* Task objective
In the data below, substitute "Locate" for every occurrence of "Ground" and reproduce all other lines unchanged. Omit the pictures from your output.

[A block of data]
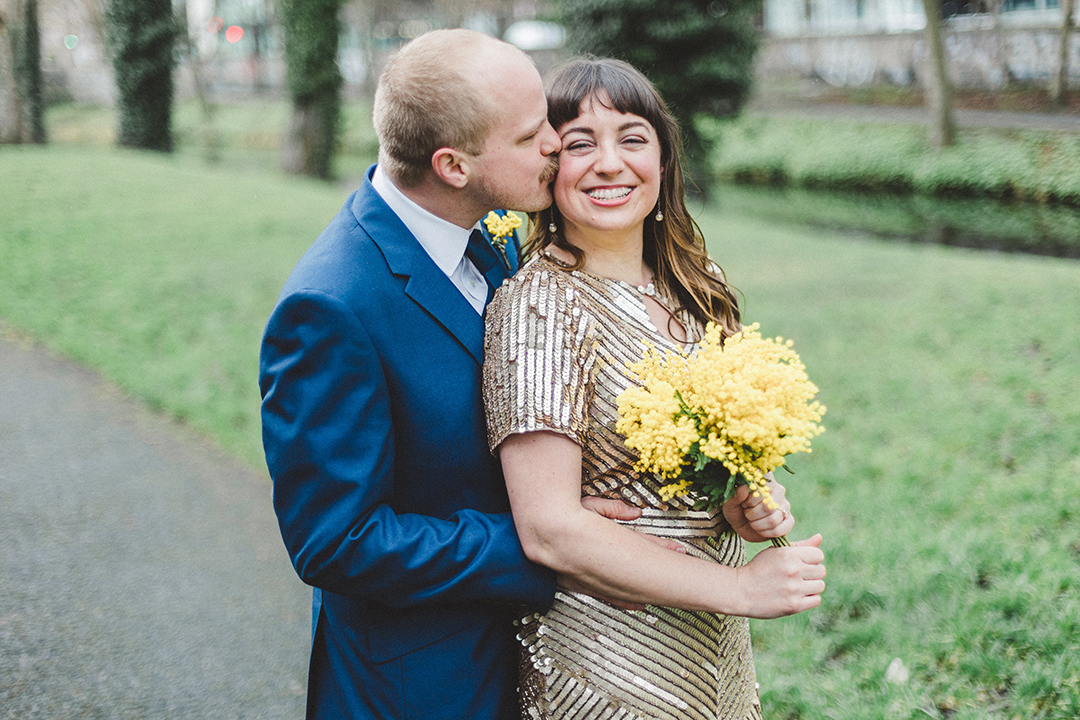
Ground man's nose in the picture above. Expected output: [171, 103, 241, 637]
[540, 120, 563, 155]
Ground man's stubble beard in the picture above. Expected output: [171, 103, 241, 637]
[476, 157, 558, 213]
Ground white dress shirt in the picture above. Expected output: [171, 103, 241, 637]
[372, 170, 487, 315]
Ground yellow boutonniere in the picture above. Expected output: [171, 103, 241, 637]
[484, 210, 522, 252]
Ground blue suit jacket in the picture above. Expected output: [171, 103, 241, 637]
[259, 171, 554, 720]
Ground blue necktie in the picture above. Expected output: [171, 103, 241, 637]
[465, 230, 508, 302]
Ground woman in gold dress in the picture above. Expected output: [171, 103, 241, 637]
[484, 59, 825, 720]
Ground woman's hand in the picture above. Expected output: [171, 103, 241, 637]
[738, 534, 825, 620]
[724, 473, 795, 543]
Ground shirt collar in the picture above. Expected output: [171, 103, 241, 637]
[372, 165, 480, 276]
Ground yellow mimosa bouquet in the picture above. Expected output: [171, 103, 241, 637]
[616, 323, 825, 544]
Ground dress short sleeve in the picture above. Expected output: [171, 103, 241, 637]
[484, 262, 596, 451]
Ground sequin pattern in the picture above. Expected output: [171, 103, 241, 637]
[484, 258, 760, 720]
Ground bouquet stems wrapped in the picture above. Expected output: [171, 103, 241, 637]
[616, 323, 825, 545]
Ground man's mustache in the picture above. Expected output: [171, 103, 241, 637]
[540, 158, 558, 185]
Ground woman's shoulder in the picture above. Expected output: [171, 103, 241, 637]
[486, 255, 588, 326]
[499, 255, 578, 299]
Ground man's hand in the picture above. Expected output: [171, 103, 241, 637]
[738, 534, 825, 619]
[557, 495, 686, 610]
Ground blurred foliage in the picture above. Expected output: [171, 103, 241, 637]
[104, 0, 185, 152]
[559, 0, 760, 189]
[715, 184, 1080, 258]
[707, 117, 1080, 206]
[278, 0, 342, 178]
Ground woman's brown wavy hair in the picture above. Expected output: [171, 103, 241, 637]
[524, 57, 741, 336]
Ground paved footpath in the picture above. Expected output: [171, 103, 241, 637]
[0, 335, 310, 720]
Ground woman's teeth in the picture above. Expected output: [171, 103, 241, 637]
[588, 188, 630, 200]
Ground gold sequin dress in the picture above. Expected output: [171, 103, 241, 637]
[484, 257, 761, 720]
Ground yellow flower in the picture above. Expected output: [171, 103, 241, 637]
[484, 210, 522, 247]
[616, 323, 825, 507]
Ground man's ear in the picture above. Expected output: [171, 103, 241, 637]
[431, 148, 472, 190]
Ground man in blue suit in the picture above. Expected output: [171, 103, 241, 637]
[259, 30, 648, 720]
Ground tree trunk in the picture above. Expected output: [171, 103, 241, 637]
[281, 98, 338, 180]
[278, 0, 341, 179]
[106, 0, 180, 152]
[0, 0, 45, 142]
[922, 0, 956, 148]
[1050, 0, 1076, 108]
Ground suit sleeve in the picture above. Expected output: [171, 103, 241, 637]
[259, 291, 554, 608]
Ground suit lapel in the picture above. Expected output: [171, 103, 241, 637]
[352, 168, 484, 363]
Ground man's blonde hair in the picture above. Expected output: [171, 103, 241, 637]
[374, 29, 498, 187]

* In response
Locate man's nose in the picture above. Expected output: [171, 103, 241, 637]
[540, 120, 563, 155]
Locate man's stubble beard in the picture above. Expected output: [171, 103, 241, 637]
[476, 157, 558, 213]
Locate white dress shirt in the picture above. Expected output: [171, 103, 241, 637]
[372, 170, 487, 315]
Locate yellow boutonniere in the picture above. Expected output: [171, 103, 241, 637]
[484, 210, 522, 252]
Locate blue suit jacket in the picture above. Expected output: [171, 103, 241, 637]
[259, 171, 554, 720]
Locate blue necktie in the picture above. Expected output: [171, 103, 241, 637]
[465, 230, 508, 302]
Locate woman in gold dress in the picture above. Expected output: [171, 103, 241, 637]
[484, 59, 825, 720]
Locate woman's hand in the picture above. Expected output: [171, 103, 241, 637]
[738, 534, 825, 620]
[724, 473, 795, 543]
Locate shirt collar in the picture above. Expected output: [171, 103, 241, 637]
[372, 165, 480, 276]
Locate yellow mimosa bouquet in the picture above. Expected output: [171, 103, 241, 637]
[616, 323, 825, 544]
Locate dress short sleeve in the picture above. Expected output: [171, 103, 241, 637]
[484, 262, 596, 451]
Locate sequin pattern in the picture above. Expected output: [171, 103, 241, 637]
[484, 258, 760, 720]
Locate bouquet stems wrapped in the picture above. Expected output: [171, 103, 241, 637]
[616, 323, 825, 545]
Locate man's mustache in the picture above. Expected output: [171, 103, 241, 637]
[540, 158, 558, 185]
Locate woman's shoulder in the picture above. Expected output: [171, 103, 241, 637]
[486, 255, 588, 326]
[499, 255, 578, 299]
Locate man's hand in the picture above. Expected output: [171, 103, 241, 637]
[738, 534, 825, 619]
[557, 495, 686, 610]
Locate blurred foliage in the picture above. Expected output: [171, 103, 241, 637]
[104, 0, 185, 152]
[559, 0, 760, 189]
[715, 184, 1080, 258]
[707, 117, 1080, 206]
[278, 0, 342, 178]
Locate woman's brown wavy hair in the picture above. Expected output: [171, 103, 241, 637]
[524, 57, 741, 336]
Locate paved footpath in the picture above. Expected output: [171, 103, 241, 637]
[0, 335, 310, 720]
Locate woman's teeth in the picture above. Expected output: [171, 103, 241, 637]
[588, 188, 630, 200]
Locate gold sequin dress in the picture above. Expected output: [171, 103, 241, 637]
[484, 257, 761, 720]
Locate yellow flower in the picture above. Expected output: [171, 103, 241, 637]
[484, 210, 522, 247]
[616, 323, 825, 507]
Locate man's ear in the picture above. Expected output: [171, 103, 241, 637]
[431, 148, 472, 190]
Locate man in blue suit in the picture above. Expected output: [171, 103, 241, 637]
[259, 30, 648, 720]
Locate tree trunk in the picture above. Expected output: [171, 103, 241, 637]
[281, 98, 338, 180]
[278, 0, 341, 179]
[106, 0, 180, 152]
[0, 0, 45, 142]
[922, 0, 956, 148]
[1050, 0, 1076, 108]
Locate suit sleeve in the picture above. Expected output: [171, 103, 241, 637]
[259, 291, 554, 608]
Locate suit lapel in the picture above. Expected output: [171, 103, 241, 637]
[352, 168, 484, 363]
Locate man's blonde hair in the picture above. Expected output: [171, 103, 241, 637]
[374, 29, 498, 187]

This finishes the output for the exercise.